RECORDS PROVIDED:
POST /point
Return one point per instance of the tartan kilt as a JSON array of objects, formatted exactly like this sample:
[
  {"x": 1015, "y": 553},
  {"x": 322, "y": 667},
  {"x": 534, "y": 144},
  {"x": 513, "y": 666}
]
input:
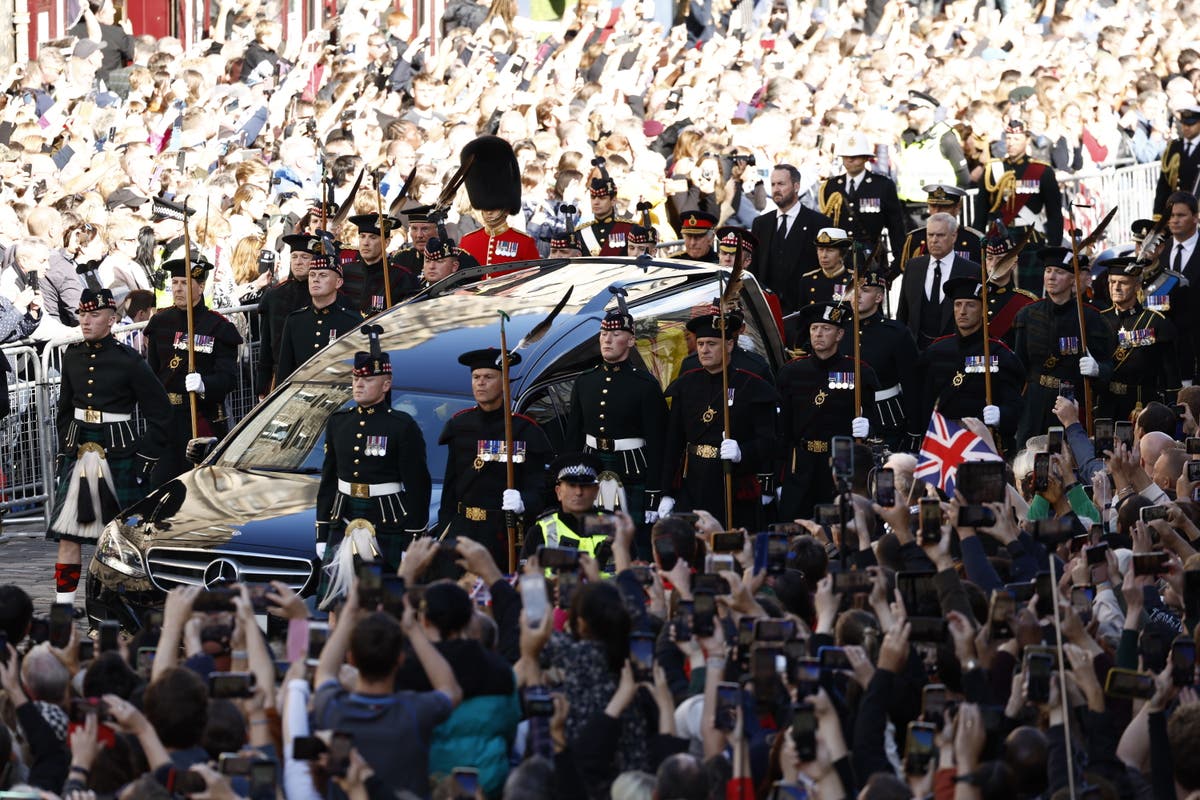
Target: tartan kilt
[
  {"x": 125, "y": 479},
  {"x": 391, "y": 539}
]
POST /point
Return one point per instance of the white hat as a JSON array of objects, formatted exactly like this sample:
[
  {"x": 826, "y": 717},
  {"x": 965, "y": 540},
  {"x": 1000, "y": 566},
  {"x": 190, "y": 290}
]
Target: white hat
[{"x": 855, "y": 144}]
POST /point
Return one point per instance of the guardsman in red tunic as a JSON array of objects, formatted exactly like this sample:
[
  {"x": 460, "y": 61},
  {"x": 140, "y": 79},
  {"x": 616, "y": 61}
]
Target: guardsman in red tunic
[
  {"x": 493, "y": 184},
  {"x": 1005, "y": 299}
]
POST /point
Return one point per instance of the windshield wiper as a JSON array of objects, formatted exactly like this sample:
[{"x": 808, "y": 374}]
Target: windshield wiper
[{"x": 291, "y": 470}]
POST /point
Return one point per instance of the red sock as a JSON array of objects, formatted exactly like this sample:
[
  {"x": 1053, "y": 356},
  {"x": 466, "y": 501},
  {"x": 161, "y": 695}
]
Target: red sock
[{"x": 66, "y": 577}]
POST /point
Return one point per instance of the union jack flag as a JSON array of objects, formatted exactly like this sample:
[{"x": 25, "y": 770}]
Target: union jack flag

GOAL OF THE EXERCISE: Copy every entry above exactly as it stands, but leave the pictures out.

ANSWER BELOW:
POST /point
Return one point per instance of the tartan kilt as a JSON array of objects, formatted exactly like this sample:
[
  {"x": 1015, "y": 553},
  {"x": 322, "y": 667},
  {"x": 534, "y": 144},
  {"x": 513, "y": 666}
]
input:
Target: tartan kilt
[
  {"x": 125, "y": 479},
  {"x": 391, "y": 539}
]
POST /point
Return one point per instance of the white hat as a JSON array of objects, formatted exactly like this sample:
[
  {"x": 826, "y": 717},
  {"x": 965, "y": 540},
  {"x": 1000, "y": 566},
  {"x": 190, "y": 290}
]
Target: white hat
[{"x": 855, "y": 144}]
POST /point
Return one point per instance of the guardsman in red tunic as a JSON array of objects, formatted exactly like this sample:
[
  {"x": 460, "y": 61},
  {"x": 140, "y": 79},
  {"x": 616, "y": 61}
]
Target: guardsman in red tunic
[
  {"x": 493, "y": 184},
  {"x": 1005, "y": 299}
]
POST /point
Return one point per instance of the windshield wiper as a JSON array of objects, formatted exactly like this sample:
[{"x": 808, "y": 374}]
Target: windshield wiper
[{"x": 291, "y": 470}]
POST /point
Return one point per instance of the red sock as a JSON array of objects, formatted exactly like this sample:
[
  {"x": 1053, "y": 356},
  {"x": 466, "y": 501},
  {"x": 161, "y": 695}
]
Target: red sock
[{"x": 66, "y": 577}]
POST /point
Return one point per instance of the union jack flag as a JSON array of objects, formatted exactly like this sample:
[{"x": 25, "y": 770}]
Target: union jack flag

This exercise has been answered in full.